▶ **TASK MATERIAL**:
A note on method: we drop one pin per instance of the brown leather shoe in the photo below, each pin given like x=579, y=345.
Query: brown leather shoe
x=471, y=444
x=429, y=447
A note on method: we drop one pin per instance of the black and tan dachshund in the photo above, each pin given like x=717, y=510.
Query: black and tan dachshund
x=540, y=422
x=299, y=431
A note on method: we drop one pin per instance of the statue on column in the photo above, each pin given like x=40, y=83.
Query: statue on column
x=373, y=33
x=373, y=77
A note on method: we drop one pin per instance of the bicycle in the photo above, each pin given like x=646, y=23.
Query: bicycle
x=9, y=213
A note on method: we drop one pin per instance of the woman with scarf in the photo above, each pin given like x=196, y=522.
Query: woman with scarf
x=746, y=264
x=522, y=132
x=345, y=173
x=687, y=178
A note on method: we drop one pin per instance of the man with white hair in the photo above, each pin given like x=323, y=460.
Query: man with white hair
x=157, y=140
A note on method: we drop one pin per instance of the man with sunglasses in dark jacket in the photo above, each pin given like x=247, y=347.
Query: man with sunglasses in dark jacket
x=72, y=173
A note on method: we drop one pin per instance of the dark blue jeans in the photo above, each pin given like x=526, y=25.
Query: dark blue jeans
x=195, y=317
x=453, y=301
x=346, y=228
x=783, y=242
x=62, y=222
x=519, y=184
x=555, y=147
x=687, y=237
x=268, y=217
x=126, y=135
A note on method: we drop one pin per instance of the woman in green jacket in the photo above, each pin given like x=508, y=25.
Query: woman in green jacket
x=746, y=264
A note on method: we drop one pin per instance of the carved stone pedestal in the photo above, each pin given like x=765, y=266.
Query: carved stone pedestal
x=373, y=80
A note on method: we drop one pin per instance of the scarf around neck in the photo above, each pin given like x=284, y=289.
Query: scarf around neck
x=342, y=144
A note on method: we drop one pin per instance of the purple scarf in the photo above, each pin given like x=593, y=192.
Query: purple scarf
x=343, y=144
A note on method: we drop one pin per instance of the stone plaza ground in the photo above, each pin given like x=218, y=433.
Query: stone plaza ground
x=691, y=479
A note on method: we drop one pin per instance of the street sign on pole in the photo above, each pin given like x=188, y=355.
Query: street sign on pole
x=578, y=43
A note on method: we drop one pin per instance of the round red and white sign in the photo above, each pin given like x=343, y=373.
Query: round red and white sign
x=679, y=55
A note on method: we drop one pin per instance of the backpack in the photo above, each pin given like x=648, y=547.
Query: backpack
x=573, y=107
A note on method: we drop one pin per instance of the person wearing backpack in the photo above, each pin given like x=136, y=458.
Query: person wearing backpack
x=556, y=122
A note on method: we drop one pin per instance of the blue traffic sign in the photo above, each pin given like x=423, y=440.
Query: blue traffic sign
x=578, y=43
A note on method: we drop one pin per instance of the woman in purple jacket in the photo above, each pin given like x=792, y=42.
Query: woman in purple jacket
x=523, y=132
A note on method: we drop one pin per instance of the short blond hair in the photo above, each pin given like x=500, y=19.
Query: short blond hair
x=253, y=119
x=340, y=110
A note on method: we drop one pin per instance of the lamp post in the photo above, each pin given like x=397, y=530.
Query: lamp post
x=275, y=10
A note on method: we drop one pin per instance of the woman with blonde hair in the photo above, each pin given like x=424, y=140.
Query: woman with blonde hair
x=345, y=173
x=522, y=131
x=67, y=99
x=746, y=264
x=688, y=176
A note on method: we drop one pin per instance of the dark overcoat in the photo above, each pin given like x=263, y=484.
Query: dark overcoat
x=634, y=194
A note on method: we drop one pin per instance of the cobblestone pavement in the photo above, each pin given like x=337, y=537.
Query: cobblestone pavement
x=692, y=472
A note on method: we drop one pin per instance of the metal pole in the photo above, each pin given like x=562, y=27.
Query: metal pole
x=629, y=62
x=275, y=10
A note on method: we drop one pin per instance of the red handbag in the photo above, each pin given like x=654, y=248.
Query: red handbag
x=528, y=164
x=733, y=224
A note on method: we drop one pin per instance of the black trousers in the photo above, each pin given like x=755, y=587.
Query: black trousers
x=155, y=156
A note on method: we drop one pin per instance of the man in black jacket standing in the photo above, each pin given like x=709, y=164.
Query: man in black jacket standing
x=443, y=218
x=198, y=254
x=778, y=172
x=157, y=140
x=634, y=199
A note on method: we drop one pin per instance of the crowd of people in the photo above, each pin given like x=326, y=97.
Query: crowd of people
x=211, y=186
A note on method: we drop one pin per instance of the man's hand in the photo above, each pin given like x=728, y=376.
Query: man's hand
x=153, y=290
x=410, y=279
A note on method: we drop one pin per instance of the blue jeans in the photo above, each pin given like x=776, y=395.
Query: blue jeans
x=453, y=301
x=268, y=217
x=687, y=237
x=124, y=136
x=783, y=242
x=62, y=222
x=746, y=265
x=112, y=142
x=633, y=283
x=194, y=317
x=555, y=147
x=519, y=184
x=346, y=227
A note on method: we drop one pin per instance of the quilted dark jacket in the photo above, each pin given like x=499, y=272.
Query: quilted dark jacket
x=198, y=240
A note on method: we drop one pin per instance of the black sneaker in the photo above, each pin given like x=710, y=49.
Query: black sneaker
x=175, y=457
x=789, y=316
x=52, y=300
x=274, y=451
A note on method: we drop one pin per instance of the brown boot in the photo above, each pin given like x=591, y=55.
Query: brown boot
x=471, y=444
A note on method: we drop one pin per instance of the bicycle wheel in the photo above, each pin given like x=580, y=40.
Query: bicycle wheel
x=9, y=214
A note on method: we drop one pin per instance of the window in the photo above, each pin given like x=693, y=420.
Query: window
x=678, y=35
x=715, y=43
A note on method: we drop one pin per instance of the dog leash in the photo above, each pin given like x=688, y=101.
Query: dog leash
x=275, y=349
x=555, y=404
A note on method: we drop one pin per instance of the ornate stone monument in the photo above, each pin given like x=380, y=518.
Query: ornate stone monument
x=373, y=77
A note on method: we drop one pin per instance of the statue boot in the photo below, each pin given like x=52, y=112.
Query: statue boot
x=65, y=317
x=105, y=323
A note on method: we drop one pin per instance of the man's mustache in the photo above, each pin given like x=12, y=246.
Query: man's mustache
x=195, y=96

▶ **WRITTEN TASK**: Please present every line of the records above as a Markdown table with two columns, Row and Line, numbering each row in order and leaving out blank lines.

▶ **ANSWER BELOW**:
| Row | Line |
|---|---|
| 1 | A note on method: we drop one pin per instance of the brown leather shoe in the photo below, each pin given like x=579, y=345. |
| 2 | Query: brown leather shoe |
| 3 | x=471, y=444 |
| 4 | x=429, y=447 |
| 5 | A note on method: we drop one pin per instance of the black and tan dachshund in the photo above, each pin given like x=717, y=510. |
| 6 | Query: black and tan dachshund |
| 7 | x=540, y=422 |
| 8 | x=299, y=431 |
| 9 | A note on method: we drop one pin per instance of the statue on column in the photo above, each pin given like x=40, y=83. |
| 10 | Query: statue on column |
| 11 | x=373, y=33 |
| 12 | x=373, y=77 |
| 13 | A note on method: we drop one pin per instance of the bicycle in the photo above, each pin given like x=646, y=23. |
| 14 | Query: bicycle |
| 15 | x=9, y=213 |
| 16 | A note on method: we drop one pin per instance of the woman with scarf in the photo above, each pin given like x=196, y=522. |
| 17 | Query: woman with scarf |
| 18 | x=746, y=264 |
| 19 | x=522, y=132 |
| 20 | x=345, y=173 |
| 21 | x=687, y=178 |
| 22 | A note on method: we drop one pin per instance of the man with white hair in the photo above, each pin given like x=323, y=460. |
| 23 | Query: man with white hair |
| 24 | x=157, y=140 |
| 25 | A note on method: we drop one pin per instance of the man with sunglasses in dark jacket in the photo above, each pin given like x=247, y=347. |
| 26 | Query: man with sunglasses in dark jacket |
| 27 | x=72, y=173 |
| 28 | A note on method: we drop one pin per instance of the dark blue jeans in the photo above, each pin given like x=526, y=25. |
| 29 | Query: dark blue jeans |
| 30 | x=195, y=317 |
| 31 | x=453, y=301 |
| 32 | x=346, y=228 |
| 33 | x=783, y=242 |
| 34 | x=62, y=222 |
| 35 | x=519, y=184 |
| 36 | x=555, y=147 |
| 37 | x=687, y=237 |
| 38 | x=268, y=217 |
| 39 | x=126, y=135 |
| 40 | A note on method: we drop one pin per instance of the woman in green jacket in the photo above, each pin given like x=508, y=25. |
| 41 | Query: woman in green jacket |
| 42 | x=746, y=264 |
| 43 | A note on method: we drop one pin per instance of the carved stone pedestal in the photo above, each pin given like x=765, y=266. |
| 44 | Query: carved stone pedestal |
| 45 | x=373, y=80 |
| 46 | A note on method: we drop one pin per instance of the scarf around neck in the photo above, each pin given like x=284, y=289. |
| 47 | Query: scarf around neck |
| 48 | x=342, y=144 |
| 49 | A note on method: we drop one pin per instance of the purple scarf in the photo above, each pin given like x=593, y=192. |
| 50 | Query: purple scarf |
| 51 | x=343, y=144 |
| 52 | A note on method: we drop one pin per instance of the stone plaza ground in the photo above, each pin given like x=218, y=433. |
| 53 | Query: stone plaza ground |
| 54 | x=691, y=479 |
| 55 | A note on method: we drop one pin per instance of the street sign on pole in the photo above, each pin given like x=188, y=355. |
| 56 | Query: street sign on pole |
| 57 | x=578, y=43 |
| 58 | A note on method: we drop one pin per instance of the round red and white sign in the photo above, each pin given like x=343, y=373. |
| 59 | Query: round red and white sign |
| 60 | x=679, y=55 |
| 61 | A note on method: we drop one pin per instance of the backpack in the photo above, each pin given like x=648, y=547. |
| 62 | Query: backpack |
| 63 | x=573, y=107 |
| 64 | A note on method: we drop one pin per instance of the person wearing backpack in the photo above, each pin given like x=136, y=458. |
| 65 | Query: person wearing backpack |
| 66 | x=556, y=122 |
| 67 | A note on method: we drop one pin per instance of the blue traffic sign in the photo above, each pin given like x=423, y=440. |
| 68 | Query: blue traffic sign |
| 69 | x=578, y=43 |
| 70 | A note on method: we drop one pin per instance of the woman in purple jacket in the photo above, each pin given like x=792, y=42. |
| 71 | Query: woman in purple jacket |
| 72 | x=523, y=132 |
| 73 | A note on method: we drop one pin per instance of the short blond hair in the photo above, each pin given like x=500, y=19. |
| 74 | Query: short blond hair |
| 75 | x=253, y=119 |
| 76 | x=340, y=110 |
| 77 | A note on method: we drop one pin per instance of the lamp post in the photo above, each pin given like x=397, y=530. |
| 78 | Query: lamp post |
| 79 | x=275, y=10 |
| 80 | A note on method: we drop one pin per instance of the woman with blonde hair in the photo above, each pin given like x=424, y=140. |
| 81 | Query: woman with blonde hair |
| 82 | x=345, y=173 |
| 83 | x=522, y=131 |
| 84 | x=67, y=99 |
| 85 | x=746, y=264 |
| 86 | x=688, y=176 |
| 87 | A note on method: we drop one pin per instance of the dark overcoat in the photo above, each pin given like x=263, y=484. |
| 88 | Query: dark overcoat |
| 89 | x=634, y=194 |
| 90 | A note on method: we drop one pin per instance of the cobblestone pavement in the photo above, each pin given like x=337, y=537. |
| 91 | Query: cobblestone pavement |
| 92 | x=692, y=472 |
| 93 | A note on method: we drop one pin per instance of the metal pole in the photo above, each pin given like x=562, y=27. |
| 94 | Query: metal pole |
| 95 | x=629, y=62 |
| 96 | x=275, y=10 |
| 97 | A note on method: we drop one pin per instance of the red handbag in the photo above, each pin given like x=654, y=248. |
| 98 | Query: red handbag |
| 99 | x=528, y=164 |
| 100 | x=733, y=224 |
| 101 | A note on method: we drop one pin per instance of the black trousers in the photo above, each pin given like x=755, y=587. |
| 102 | Query: black trousers |
| 103 | x=155, y=156 |
| 104 | A note on method: we drop one pin per instance of the man in black jacket standing in the photo above, each pin given like x=709, y=164. |
| 105 | Query: man in black jacket standing |
| 106 | x=443, y=218 |
| 107 | x=198, y=254 |
| 108 | x=778, y=172 |
| 109 | x=157, y=140 |
| 110 | x=634, y=199 |
| 111 | A note on method: we drop one pin per instance of the crowd of people in the photo above, each pin given like x=326, y=97. |
| 112 | Query: crowd of people |
| 113 | x=211, y=186 |
| 114 | A note on method: we drop one pin per instance of the man's hand in the photo above, each pin given like x=728, y=376. |
| 115 | Query: man's hand |
| 116 | x=153, y=290 |
| 117 | x=410, y=279 |
| 118 | A note on method: we drop one pin per instance of the blue jeans in the photo above, each pin given like x=776, y=395. |
| 119 | Query: blue jeans |
| 120 | x=453, y=301 |
| 121 | x=268, y=217 |
| 122 | x=687, y=237 |
| 123 | x=124, y=136 |
| 124 | x=783, y=242 |
| 125 | x=62, y=222 |
| 126 | x=746, y=265 |
| 127 | x=112, y=142 |
| 128 | x=633, y=283 |
| 129 | x=194, y=317 |
| 130 | x=555, y=147 |
| 131 | x=519, y=184 |
| 132 | x=346, y=227 |
| 133 | A note on method: we drop one pin per instance of the quilted dark jacket in the photo above, each pin given like x=499, y=272. |
| 134 | Query: quilted dark jacket |
| 135 | x=198, y=240 |
| 136 | A note on method: we drop one pin per instance of the black sneaker in the photo above, each pin given like x=710, y=49. |
| 137 | Query: black sneaker |
| 138 | x=175, y=457 |
| 139 | x=789, y=316 |
| 140 | x=52, y=300 |
| 141 | x=274, y=451 |
| 142 | A note on method: we drop one pin per instance of the brown boot in the photo above, each pin given like x=591, y=55. |
| 143 | Query: brown boot |
| 144 | x=471, y=444 |
| 145 | A note on method: we drop one pin per instance of the bicycle wheel in the photo above, each pin given like x=580, y=40. |
| 146 | Query: bicycle wheel |
| 147 | x=9, y=214 |
| 148 | A note on method: we drop one pin per instance of the window in the photo above, each pin given like x=693, y=420. |
| 149 | Query: window |
| 150 | x=678, y=35 |
| 151 | x=715, y=43 |
| 152 | A note on method: we drop one pin per instance of the dog leash in the photo above, each pin given like x=688, y=101. |
| 153 | Query: dog leash |
| 154 | x=275, y=349 |
| 155 | x=555, y=404 |
| 156 | A note on method: we drop one pin per instance of the ornate stone monument in the photo above, each pin given like x=380, y=518. |
| 157 | Query: ornate stone monument |
| 158 | x=373, y=77 |
| 159 | A note on method: we drop one pin per instance of the statue boot in the photo below, each pin given like x=52, y=112. |
| 160 | Query: statue boot |
| 161 | x=65, y=317 |
| 162 | x=105, y=323 |
| 163 | A note on method: we drop one pin per instance of the man's mustache in the photo above, each pin given like x=12, y=246. |
| 164 | Query: man's mustache |
| 165 | x=195, y=96 |